▶ [Required work]
1. According to the incubator announcement, how many projects were selected this year?
2. Reproduce the incubator announcement verbatim, starting with "Announcing the 2023" and going on through "Incubator projects here.".

▶ [Excerpt]
Announcing the 2023 Data Science Incubator Projects

The eScience’s annual Data Science Incubator program kicked off last week, which enables new research discoveries by bringing together data scientists and domain scientists to work on focused, intensive, collaborative projects. Our team of data scientists provide expertise in state-of-the-art technology and methods in large-scale data manipulation and analytics, cloud and cluster computing, statistics and machine learning, and visualization to help researchers extract knowledge from large, complex, and noisy datasets. In the nine years since the Incubator program launched, eScience has collaborated on over 60 total projects from a hugely diverse range of UW departments and units. See the archive of past Incubator projects here.

This year, we selected six projects to further explore data science as it applies to the areas of snowmelt, acoustic sensing, mass-spectrometry, wetland communities, marine heatwaves, and social science.

“Leveraging large satellite archives to understand the timing and distribution of global snowmelt”

Project Lead: Eric Gagliano, Terrain Analysis and Cryosphere Observation Lab, UW Civil & Environmental Engineering

Faculty Advisor: David Shean, UW Civil & Environmental Engineering

Data Science Lead: Scott Henderson

Seasonal snow plays an essential role in the Earth system and more than 1/6 of the world’s population relies on runoff from seasonal snow and glaciers for agricultural and domestic water supply. Snowmelt timing has important implications for downstream water resource applications, flood risk management, and ecosystem maintenance. Snowmelt timing is often used as a common indicator of regional climate change: for the Western U.S., snowmelt timing is projected to advance earlier in the year by up to one month by 2050. The snowmelt runoff onset date dictates both the beginning of increased water availability and the rate of spring flow. High-resolution maps of snowmelt runoff onset date would enable more accurate water resource forecasting and regional climate analysis.

Synthetic Aperture Radar (SAR) microwave instruments on satellites offer high spatial and temporal resolution measurements and provide the ability to delineate between different snowmelt phases. I developed and released an open source toolbox to explore cloud-hosted publicly available Sentinel-1 C-band SAR data and produce snowmelt runoff estimates. This method analyzes the dielectric properties of water in snowpack over time to determine when the snowpack is saturated and runoff onset begins. So far, I have primarily focused on analyzing time series for smaller sites such as the Cascade Range Stratovolcanoes. I’ve been able to produce snowmelt runoff onset maps and analyze controls (such as topography and weather) on runoff timing at high resolution, which is currently poorly understood in mountainous areas. However, with additional guidance and computational resources, I hope to scale up my methods to create snowmelt timing products on a regional to global scale. These products will be valuable for water resource managers to better understand when and where snowpack releases water into critical reservoirs, as well as climate scientists looking to analyze regional trends in snowmelt timing as an indicator of regional climate change. The objective of this incubator project is to scale up the processing of these snowmelt runoff onset maps beyond the current watershed and mountain scale. My primary goal is to process the full Sentinel-1 catalog (2014-present) to prepare seasonal snowmelt runoff onset maps for the Western U.S., with a final stretch goal of processing the entire globe.

▶ [Supplied material]
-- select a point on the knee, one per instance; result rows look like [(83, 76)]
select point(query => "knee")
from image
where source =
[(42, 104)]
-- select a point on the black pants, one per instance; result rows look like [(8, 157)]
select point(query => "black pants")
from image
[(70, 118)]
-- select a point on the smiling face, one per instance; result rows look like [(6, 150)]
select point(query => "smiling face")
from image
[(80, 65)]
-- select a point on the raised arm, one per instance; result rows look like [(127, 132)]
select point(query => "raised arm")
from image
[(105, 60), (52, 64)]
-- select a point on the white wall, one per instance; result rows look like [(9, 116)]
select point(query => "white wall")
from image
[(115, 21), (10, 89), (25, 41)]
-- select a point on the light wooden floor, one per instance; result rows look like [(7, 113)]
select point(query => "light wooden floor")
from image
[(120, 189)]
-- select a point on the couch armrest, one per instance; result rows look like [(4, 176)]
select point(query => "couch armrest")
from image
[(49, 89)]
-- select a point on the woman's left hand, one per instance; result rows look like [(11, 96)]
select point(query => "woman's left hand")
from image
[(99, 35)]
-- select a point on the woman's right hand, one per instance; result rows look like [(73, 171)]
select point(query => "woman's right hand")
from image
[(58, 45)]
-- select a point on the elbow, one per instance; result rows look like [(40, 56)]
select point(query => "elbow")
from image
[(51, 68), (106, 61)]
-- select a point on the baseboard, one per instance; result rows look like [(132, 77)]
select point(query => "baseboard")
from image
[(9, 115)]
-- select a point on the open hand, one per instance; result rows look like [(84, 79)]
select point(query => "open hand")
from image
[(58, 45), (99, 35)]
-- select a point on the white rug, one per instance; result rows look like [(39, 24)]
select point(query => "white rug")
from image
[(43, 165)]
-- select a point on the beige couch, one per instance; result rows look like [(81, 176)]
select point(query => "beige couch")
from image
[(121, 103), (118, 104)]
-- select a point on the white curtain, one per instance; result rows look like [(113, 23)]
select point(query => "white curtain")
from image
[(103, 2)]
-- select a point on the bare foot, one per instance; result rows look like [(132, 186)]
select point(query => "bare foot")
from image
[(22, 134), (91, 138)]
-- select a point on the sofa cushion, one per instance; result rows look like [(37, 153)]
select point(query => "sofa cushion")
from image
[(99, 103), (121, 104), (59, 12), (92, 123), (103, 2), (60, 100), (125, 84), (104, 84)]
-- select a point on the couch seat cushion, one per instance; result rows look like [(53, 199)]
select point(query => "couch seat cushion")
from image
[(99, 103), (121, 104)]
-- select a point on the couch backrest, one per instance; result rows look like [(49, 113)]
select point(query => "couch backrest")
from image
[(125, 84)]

▶ [Exercise answers]
1. Six projects were selected this year.

2.
Announcing the 2023 Data Science Incubator Projects

The eScience’s annual Data Science Incubator program kicked off last week, which enables new research discoveries by bringing together data scientists and domain scientists to work on focused, intensive, collaborative projects. Our team of data scientists provide expertise in state-of-the-art technology and methods in large-scale data manipulation and analytics, cloud and cluster computing, statistics and machine learning, and visualization to help researchers extract knowledge from large, complex, and noisy datasets. In the nine years since the Incubator program launched, eScience has collaborated on over 60 total projects from a hugely diverse range of UW departments and units. See the archive of past Incubator projects here.